EXERCISE TASK: Every entry needs to be printed exactly, please.
-- start of LISTING --
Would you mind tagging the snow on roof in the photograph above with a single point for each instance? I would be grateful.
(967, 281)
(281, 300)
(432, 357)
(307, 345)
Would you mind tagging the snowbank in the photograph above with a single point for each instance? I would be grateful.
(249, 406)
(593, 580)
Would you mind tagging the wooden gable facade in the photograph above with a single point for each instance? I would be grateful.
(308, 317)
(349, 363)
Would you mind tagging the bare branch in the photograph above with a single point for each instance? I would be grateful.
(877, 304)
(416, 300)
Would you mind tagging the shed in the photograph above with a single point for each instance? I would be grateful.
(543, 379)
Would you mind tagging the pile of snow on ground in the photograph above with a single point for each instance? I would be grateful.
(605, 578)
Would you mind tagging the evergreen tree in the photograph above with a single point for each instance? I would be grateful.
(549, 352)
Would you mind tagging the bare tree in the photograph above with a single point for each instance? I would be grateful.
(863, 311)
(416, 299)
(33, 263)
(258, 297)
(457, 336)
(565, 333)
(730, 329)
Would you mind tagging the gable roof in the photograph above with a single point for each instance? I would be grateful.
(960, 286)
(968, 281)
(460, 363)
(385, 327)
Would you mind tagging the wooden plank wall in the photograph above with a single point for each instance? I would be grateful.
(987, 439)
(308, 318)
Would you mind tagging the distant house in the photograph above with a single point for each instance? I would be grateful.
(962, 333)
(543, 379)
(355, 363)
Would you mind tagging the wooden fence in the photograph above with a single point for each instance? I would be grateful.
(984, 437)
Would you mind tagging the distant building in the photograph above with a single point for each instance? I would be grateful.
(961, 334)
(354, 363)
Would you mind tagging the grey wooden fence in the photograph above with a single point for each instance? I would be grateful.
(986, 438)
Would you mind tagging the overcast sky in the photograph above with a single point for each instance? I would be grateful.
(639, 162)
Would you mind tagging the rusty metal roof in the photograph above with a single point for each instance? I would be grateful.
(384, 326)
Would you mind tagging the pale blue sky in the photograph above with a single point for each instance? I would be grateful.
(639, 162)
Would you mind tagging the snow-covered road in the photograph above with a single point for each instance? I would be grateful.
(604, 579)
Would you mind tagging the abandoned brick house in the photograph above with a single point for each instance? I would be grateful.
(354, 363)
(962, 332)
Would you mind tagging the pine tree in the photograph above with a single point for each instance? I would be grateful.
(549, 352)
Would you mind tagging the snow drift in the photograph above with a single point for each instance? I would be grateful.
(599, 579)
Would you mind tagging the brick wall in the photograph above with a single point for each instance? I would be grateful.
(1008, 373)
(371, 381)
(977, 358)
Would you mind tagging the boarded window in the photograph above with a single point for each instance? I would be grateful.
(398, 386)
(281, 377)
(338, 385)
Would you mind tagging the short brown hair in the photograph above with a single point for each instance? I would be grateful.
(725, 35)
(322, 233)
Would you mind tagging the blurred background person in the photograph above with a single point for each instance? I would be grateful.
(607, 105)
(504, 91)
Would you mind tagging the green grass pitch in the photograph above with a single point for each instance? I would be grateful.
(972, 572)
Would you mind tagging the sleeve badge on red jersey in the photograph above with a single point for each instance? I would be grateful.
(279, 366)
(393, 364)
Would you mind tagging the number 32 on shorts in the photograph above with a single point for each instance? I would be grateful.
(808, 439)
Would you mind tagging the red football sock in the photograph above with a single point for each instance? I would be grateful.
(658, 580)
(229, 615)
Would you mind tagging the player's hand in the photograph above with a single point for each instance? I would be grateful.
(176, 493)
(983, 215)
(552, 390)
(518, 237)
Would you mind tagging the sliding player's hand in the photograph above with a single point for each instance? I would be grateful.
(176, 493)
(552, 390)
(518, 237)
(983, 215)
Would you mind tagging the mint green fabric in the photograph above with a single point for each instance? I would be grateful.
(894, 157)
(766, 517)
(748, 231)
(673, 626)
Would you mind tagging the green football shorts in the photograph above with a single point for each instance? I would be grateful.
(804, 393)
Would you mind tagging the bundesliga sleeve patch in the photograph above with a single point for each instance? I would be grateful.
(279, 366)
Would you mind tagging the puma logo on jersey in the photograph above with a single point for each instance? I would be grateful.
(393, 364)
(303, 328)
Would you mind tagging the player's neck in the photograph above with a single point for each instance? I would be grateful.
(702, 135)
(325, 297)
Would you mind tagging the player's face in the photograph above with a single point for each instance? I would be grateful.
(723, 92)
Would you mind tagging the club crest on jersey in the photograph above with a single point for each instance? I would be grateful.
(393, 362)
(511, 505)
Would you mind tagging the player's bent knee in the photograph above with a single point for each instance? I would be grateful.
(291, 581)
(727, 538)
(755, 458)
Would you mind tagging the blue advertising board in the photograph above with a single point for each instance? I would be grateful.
-- end of LISTING --
SOLUTION TO THIS PROBLEM:
Would you mind tagging the snow on roof in the photograph above with a single point for each instance? I would be grateful.
(967, 281)
(281, 300)
(432, 357)
(307, 345)
Would you mind tagging the snowbank in the photograph above with a single point for each instance? I would be grateful.
(249, 406)
(593, 580)
Would you mind tagging the wooden gable facade in the photograph above with a single point for each instance? I would be grateful.
(308, 317)
(349, 363)
Would you mind tagging the bare branch in the photograph above with a single point for each instance? I would be grateful.
(877, 304)
(416, 300)
Would you mind tagging the shed in the photograph above with a single point for each instance? I would be grateful.
(543, 379)
Would you mind tagging the pile of snow on ground in the photograph above with a single point for each instance? I would be grateful.
(605, 578)
Would you mind tagging the evergreen tree in the photograph above with a single point for each instance? I would be grateful.
(549, 352)
Would you mind tagging the bare tree in the photograph above with a single point for each instance? I would be grateful.
(863, 311)
(416, 299)
(33, 263)
(258, 297)
(457, 336)
(565, 333)
(730, 329)
Would you mind tagging the gable roof in the photograph above with a single point for each instance? I would be grateful.
(960, 286)
(968, 281)
(460, 363)
(385, 327)
Would you mind tagging the wooden plank wall in the photograph above with a single point for each instance? I would be grateful.
(987, 439)
(308, 318)
Would you mind tagging the distant house in the photograph above with a single point for each instance? I would be grateful.
(962, 333)
(543, 379)
(355, 363)
Would you mind tagging the wooden fence in the photograph above with a single point for each instance? I would be grateful.
(984, 437)
Would you mind tagging the distant building in the photograph above with a single point for each instance? I would be grateful.
(961, 334)
(354, 363)
Would you mind tagging the grey wooden fence in the photograph above with a single point for each instance? I would be grateful.
(986, 438)
Would you mind tagging the overcast sky in the photograph above with a single point for each instance? I would be grateful.
(639, 162)
Would you mind tagging the rusty metal roof in the photograph above with a single point for each instance? I would be grateful.
(384, 326)
Would you mind tagging the pale blue sky in the photograph above with a single point for each instance? I would be grateful.
(639, 162)
Would you mind tagging the snow-covered road in the photograph above with a single point for each instance? I would be grateful.
(604, 579)
Would you mind tagging the abandoned brick house in the photograph above with a single point for each instance? I would be grateful.
(354, 363)
(962, 332)
Would you mind tagging the pine tree in the photograph above with a single point for each instance? I would be grateful.
(549, 352)
Would you mind tagging the snow drift in the photograph above with a single point for each instance? I would be grateful.
(599, 579)
Would you mind tagging the brick wall in the photograph above with a single point for each instance? I would be grateful.
(1008, 373)
(371, 381)
(977, 358)
Would you mind tagging the boarded window in the photograph above with a single point for each instance? I would be grateful.
(398, 386)
(281, 377)
(338, 385)
Would you mind tagging the short brown hair in the photograph above with a single point for each instance? I would be grateful.
(725, 35)
(322, 233)
Would you mind tagging the blurred background person in the photograph above with a single point for each instance? I would be grateful.
(607, 105)
(504, 91)
Would you mind tagging the green grass pitch in the photograph above with a single point for each instance? I would be grateful.
(972, 572)
Would you mind tagging the sleeve badge on red jersey in the photograph above with a single point for each instance? I would be grateful.
(279, 366)
(393, 364)
Would you mind tagging the number 32 on shorts in the photograph above with a single point for each instance? I would be grateful.
(808, 439)
Would you mind tagging the red football sock in the photograph above with a single point for each instance? I would be grateful.
(658, 580)
(229, 615)
Would you mind tagging the player's hand in the photograph above with a single point for each instance? I would be grateful.
(176, 493)
(983, 215)
(552, 390)
(518, 237)
Would you mind tagging the sliding player's hand in the photograph above with a single point for each instance? I would be grateful.
(176, 493)
(552, 390)
(518, 237)
(983, 215)
Would you mind tagging the mint green fabric in the photograph above with a single point for each instance? I would be grateful.
(894, 157)
(766, 517)
(748, 231)
(673, 626)
Would you mind tagging the green football shorts in the photograph above with a single point for each instance? I would be grateful.
(804, 393)
Would you mind tagging the bundesliga sleeve patch in the photograph above with a single point for each instance? I would be grateful.
(279, 366)
Would you mind tagging the puma logo on jersey in the photograph above with a single point for each instance? I would be grateful.
(393, 364)
(303, 328)
Would you mind tagging the player's neck in the photograph above with a single point for each instance? I would be grateful.
(702, 135)
(325, 297)
Would you mind tagging the player's face in the photograph above with a single point for each instance? I would be grateful.
(723, 92)
Would you mind tagging the club crest on jersey in the photograph above with a single point for each instance? I would be grateful.
(393, 362)
(511, 505)
Would you mind tagging the player's bent knee in the photograph above with a single point for each instance? I would be grateful.
(291, 581)
(727, 538)
(755, 458)
Would you mind tagging the blue advertising board in the photograph above with a single point for each instance? I would be grateful.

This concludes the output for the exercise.